-- Data supplied follows --

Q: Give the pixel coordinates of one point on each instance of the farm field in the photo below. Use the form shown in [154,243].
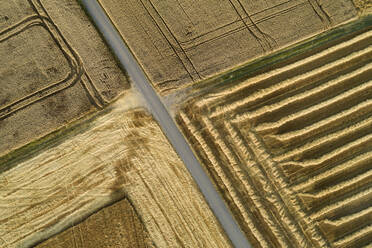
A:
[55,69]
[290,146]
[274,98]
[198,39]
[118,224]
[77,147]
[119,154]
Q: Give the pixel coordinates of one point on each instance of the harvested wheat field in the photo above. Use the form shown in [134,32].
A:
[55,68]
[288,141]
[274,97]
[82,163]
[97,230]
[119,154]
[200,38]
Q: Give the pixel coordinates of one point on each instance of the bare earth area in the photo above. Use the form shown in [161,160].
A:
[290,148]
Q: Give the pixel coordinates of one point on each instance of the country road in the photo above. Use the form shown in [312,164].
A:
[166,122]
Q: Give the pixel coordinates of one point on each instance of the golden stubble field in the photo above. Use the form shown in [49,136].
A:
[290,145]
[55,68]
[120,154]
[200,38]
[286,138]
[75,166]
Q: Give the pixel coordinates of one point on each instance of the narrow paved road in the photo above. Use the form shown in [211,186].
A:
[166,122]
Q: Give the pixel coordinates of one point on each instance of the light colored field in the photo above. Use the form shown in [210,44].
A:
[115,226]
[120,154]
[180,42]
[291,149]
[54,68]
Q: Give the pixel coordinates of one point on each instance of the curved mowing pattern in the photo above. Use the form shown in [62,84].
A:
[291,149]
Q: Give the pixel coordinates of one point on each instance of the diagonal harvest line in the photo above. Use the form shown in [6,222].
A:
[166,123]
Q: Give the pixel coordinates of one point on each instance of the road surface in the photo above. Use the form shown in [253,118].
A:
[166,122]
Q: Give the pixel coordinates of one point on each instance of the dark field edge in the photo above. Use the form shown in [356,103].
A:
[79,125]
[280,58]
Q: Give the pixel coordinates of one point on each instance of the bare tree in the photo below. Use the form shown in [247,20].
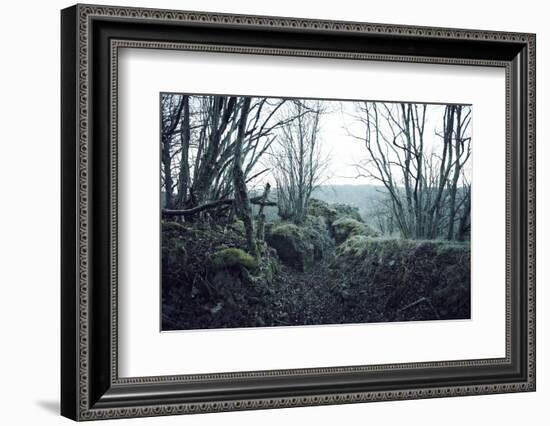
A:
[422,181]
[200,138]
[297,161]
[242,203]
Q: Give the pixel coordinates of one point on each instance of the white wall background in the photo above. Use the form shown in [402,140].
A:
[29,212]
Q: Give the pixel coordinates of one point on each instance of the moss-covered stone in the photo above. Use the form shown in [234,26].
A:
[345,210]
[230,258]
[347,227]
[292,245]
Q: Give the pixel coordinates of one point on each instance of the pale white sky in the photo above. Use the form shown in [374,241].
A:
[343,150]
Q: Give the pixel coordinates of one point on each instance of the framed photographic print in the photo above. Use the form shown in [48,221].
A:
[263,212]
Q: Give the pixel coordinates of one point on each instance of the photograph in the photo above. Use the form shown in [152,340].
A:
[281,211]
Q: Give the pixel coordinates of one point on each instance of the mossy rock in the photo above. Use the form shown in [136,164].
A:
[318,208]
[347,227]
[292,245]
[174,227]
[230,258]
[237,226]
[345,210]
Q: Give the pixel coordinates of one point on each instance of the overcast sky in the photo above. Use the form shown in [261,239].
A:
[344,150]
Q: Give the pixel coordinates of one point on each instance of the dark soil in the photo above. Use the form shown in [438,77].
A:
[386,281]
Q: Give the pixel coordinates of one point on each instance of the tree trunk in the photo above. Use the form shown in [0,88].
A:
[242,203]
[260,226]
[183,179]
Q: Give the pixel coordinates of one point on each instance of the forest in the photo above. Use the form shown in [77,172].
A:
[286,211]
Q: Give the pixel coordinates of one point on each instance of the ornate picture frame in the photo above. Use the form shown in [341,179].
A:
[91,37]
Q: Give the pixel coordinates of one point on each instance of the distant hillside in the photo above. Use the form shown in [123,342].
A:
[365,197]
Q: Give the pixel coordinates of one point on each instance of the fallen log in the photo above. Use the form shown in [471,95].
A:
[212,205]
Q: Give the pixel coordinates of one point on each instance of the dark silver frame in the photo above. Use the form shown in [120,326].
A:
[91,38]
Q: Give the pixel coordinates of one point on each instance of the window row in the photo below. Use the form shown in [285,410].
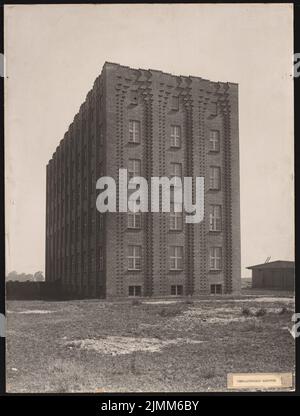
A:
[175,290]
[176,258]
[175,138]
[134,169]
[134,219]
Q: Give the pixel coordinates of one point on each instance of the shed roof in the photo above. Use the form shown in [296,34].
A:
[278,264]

-- Data supplied concluded --

Begin at the first line of the records and please reproduce every line exactly through the one containing "shown in [210,44].", leaving all pictures out.

▶ _Written answer_:
Q: Give the pixel coordinates of one point on each instance of the farm field in the photo below. Use the form shown in [154,243].
A:
[55,69]
[290,146]
[274,98]
[198,39]
[118,224]
[77,147]
[119,154]
Q: Give the pixel coordinates of one point on each instance of the harvested wheat field in the photo above. Use the form shown in [134,32].
A:
[55,68]
[288,141]
[274,97]
[82,163]
[97,230]
[119,154]
[200,38]
Q: Give the pixel coordinates of one point on each instance of the bare earth area in the photo above. Use the form shown in [161,160].
A:
[290,148]
Q: Give the pixel coordinates of one point on each instance of the country road in the photo above. Use the form shown in [312,164].
A:
[166,122]
Q: Give the pixel coordinates of one point on each instance of the golden stubble field in the photo above. Use the form shown in [49,136].
A:
[290,145]
[55,68]
[120,154]
[200,38]
[286,138]
[75,166]
Q: Give the pixel coordinates of one point on each instance of the narrow paved road in the photo above. Use the form shown in [211,186].
A:
[166,122]
Q: Give the pixel coordinates of one point on each instance of the light colored field in the photo above. Use the form shown in [210,44].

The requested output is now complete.